- WHAT YOU WILL DO
Carry on the passage about building product models for sprinkler design, picking up right after its final sentence.

- SUPPLIED PASSAGE
#####
The sprinkler installer could then use an hydraulic design tool to
determine pipe schedules, again using the building product document to
obtain pertinent information supplied by the fire protection engineer
and the sprinkler manufacturer. The completed sprinkler network is added
to the building product document ready for the quantity surveyor to
generate bills of quantities. Again, this is done through the building
product document by efficiently identifying the required pipe lengths,
etc. Finally, the bill of quantities can be related back to the
sprinkler manufacturer in order that a contractor can deliver the
correct hardware to the construction site. Figure 2 illustrates the
above sprinkler design and delivery process showing the linkages between
The above description is only one way in which a building product
model could be used. The example describes a linear process, whereas
some tasks might take place concurrently or at different stages of the
design process. The important aspect is that a single document is used
throughout, where each participant in the process uses information
supplied by others and adds their task-specific data back into the
building product document.
WHERE ARE WE NOW WITH BUILDING PRODUCT MODELS?
The above hypothetical sprinkler design
scenario is still somewhere in the future. Some of the tools that are
required to realize the above scenario are already available or under
development while others are a considerable way off.
#####
- INFORMATION GIVEN
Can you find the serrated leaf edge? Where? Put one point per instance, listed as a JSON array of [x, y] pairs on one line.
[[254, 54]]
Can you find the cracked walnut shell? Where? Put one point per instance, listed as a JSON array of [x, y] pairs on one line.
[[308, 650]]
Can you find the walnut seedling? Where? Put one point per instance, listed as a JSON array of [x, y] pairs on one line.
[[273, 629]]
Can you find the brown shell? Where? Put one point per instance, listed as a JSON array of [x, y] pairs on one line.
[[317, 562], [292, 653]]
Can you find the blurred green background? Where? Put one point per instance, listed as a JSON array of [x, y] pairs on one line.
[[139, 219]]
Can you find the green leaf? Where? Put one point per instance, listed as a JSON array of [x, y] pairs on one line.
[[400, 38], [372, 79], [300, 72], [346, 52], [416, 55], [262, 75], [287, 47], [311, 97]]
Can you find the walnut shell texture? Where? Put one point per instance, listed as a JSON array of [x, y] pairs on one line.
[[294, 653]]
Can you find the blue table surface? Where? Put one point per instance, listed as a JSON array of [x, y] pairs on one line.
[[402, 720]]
#####
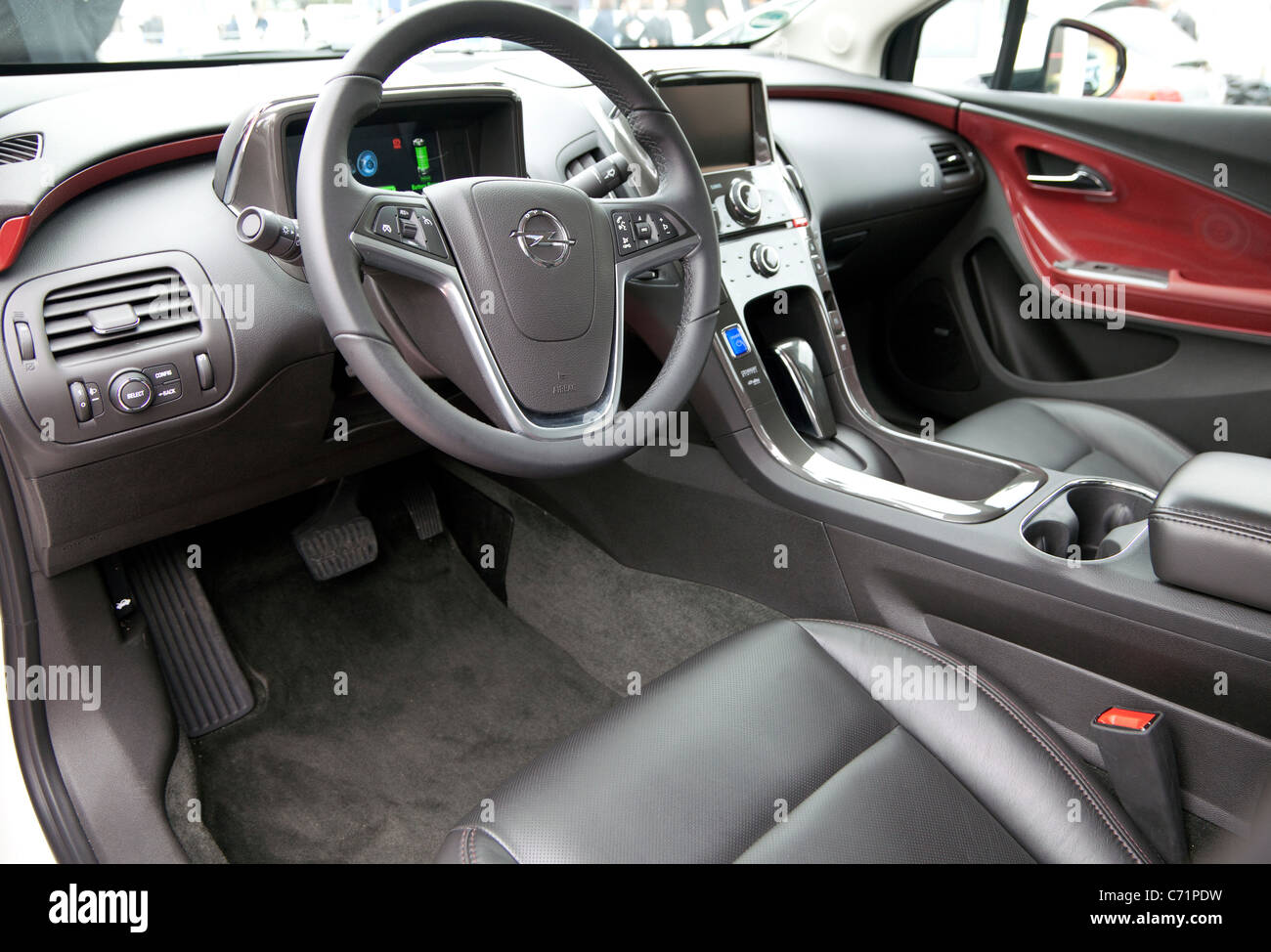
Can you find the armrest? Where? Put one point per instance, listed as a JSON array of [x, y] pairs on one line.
#####
- OUTPUT
The IFC Model The current version of the
IFC Model (2x) includes details of the geometry and topology of a
building and identifies walls, windows, doors, furniture, and HVAC
entities, many of which are useful to fire protection engineers. The
model has a very limited set of properties relating to fire protection
engineering. For example, walls, doors, and windows can be assigned a
fire resistance rating; fire and smoke dampers are included in the
model; stairs can also be given a fire-resistance rating and declared as
exit paths; and insulation materials have a flammability-rating
IFC-compliant tools There is an ever increasing range of
software tools appearing that are able to exchange IFC documents. These
tools currently include CAD (Figure 3), thermal design, quantity
take-off, model consistency checker (Figure 4), and others. There are
also a significant number of tools in development or under test
including HVAC design, energy simulation and code checking, electrical
system design, and the list goes on. In terms of fire protection
engineering, very little has been done so far. Preliminary work has
already been undertaken at the University of Canterbury into a tool to
interface IFC Model documents to CFAST.
Codes and standards Currently in
Australia, there is a move to provide the next edition of the Building
Code of Australia (BCA) in an electronic form. This will allow automatic
searching of the code for particular clauses relevant to a discipline
or specific building component. It will mean that the BCA could be
viewed on-line such that all clauses relevant to a particular discipline
or subdiscipline could be easily extracted.
Property set definitions So far, there
is little work on developing property set definitions for fire
protection engineering-related components. Some work has begun on
providing rate of heat release information suitable for incorporation
into the IFC Model, 5 and it is hoped new initiatives will expand on this work.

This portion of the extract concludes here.